"""

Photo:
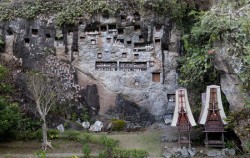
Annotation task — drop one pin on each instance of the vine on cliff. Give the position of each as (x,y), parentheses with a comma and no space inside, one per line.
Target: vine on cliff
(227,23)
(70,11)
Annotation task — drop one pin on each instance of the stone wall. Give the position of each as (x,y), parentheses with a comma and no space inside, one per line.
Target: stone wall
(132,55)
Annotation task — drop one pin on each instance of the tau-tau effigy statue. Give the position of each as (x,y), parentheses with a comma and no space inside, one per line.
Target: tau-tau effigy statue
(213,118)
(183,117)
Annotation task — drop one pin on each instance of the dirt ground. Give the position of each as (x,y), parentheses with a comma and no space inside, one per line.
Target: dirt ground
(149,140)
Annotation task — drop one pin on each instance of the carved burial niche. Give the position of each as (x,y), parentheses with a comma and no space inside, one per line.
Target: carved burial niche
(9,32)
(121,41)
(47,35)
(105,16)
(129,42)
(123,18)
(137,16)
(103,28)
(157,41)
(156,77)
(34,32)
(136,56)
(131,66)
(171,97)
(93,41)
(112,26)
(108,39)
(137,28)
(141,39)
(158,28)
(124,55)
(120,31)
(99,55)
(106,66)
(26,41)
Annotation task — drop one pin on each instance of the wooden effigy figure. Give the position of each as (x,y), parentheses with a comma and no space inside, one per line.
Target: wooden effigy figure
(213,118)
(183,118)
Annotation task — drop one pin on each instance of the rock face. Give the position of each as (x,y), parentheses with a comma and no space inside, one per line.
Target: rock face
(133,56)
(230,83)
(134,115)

"""
"""

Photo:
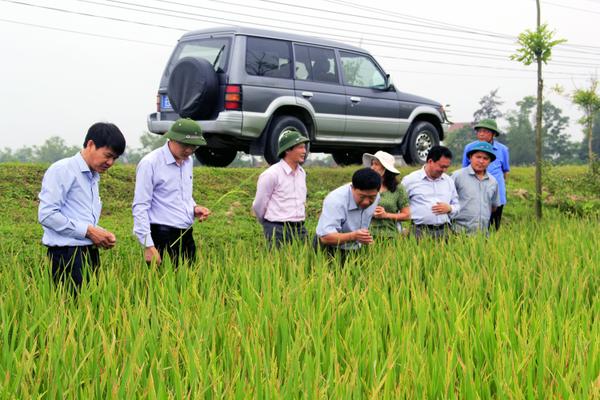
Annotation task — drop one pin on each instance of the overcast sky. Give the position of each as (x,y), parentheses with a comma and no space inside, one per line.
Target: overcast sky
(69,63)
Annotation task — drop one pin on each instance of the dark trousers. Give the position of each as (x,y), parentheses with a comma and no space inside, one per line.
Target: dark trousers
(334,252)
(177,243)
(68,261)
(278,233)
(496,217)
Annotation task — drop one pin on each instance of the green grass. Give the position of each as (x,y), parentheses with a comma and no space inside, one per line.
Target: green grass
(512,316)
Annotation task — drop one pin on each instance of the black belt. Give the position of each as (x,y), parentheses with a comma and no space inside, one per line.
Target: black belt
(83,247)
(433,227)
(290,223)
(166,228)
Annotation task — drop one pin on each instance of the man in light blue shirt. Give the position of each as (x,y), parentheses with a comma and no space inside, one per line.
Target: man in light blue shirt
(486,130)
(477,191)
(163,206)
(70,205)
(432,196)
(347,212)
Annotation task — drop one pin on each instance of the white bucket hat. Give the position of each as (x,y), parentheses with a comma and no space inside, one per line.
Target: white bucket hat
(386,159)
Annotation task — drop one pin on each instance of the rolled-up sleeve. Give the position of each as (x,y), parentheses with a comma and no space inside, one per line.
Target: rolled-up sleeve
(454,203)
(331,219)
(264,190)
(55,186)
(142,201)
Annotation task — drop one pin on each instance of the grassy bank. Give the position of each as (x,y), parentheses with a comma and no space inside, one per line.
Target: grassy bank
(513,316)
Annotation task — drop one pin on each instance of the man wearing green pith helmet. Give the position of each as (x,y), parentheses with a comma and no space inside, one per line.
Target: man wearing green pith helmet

"""
"""

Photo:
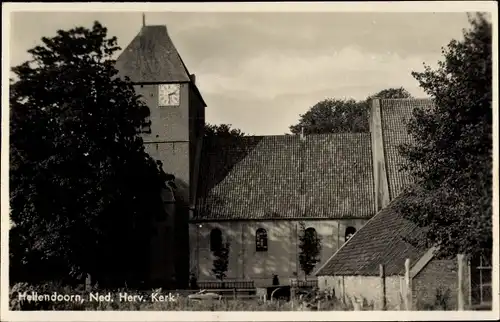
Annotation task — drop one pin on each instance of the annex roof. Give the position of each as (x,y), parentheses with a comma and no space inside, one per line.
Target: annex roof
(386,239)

"""

_Requirement_. Write out the lines above word for word, starting at the line that contains "of the white" and ending at the line that contains "Target: man wearing green pith helmet", with both of those lines included.

_Completed exercise_.
Annotation task — drop one pin on each instance of the white bucket hat. Give the position of each as (x,y), parentheses with a comma and no space inside, one per line.
Target: white bucket hat
(386,159)
Annotation task — drop one pin on each instance of the rolled-up sleeve. Give the position of each as (x,y), parentheses with a comma and no space inside, one per line.
Target: rolled-up sleeve
(454,203)
(331,219)
(264,190)
(55,186)
(142,201)
Annotation task — drop one pin on each instance of the grassy bank. Give the position of each as (x,y), parentheses with a comma and no space inside, one per line.
Target: grassy bank
(513,316)
Annotation task — drop one pin on each instance of the man wearing green pith helmet. Give the position of each as (x,y), parentheses with a comma and no space inside, one per line.
Target: man wearing green pith helmet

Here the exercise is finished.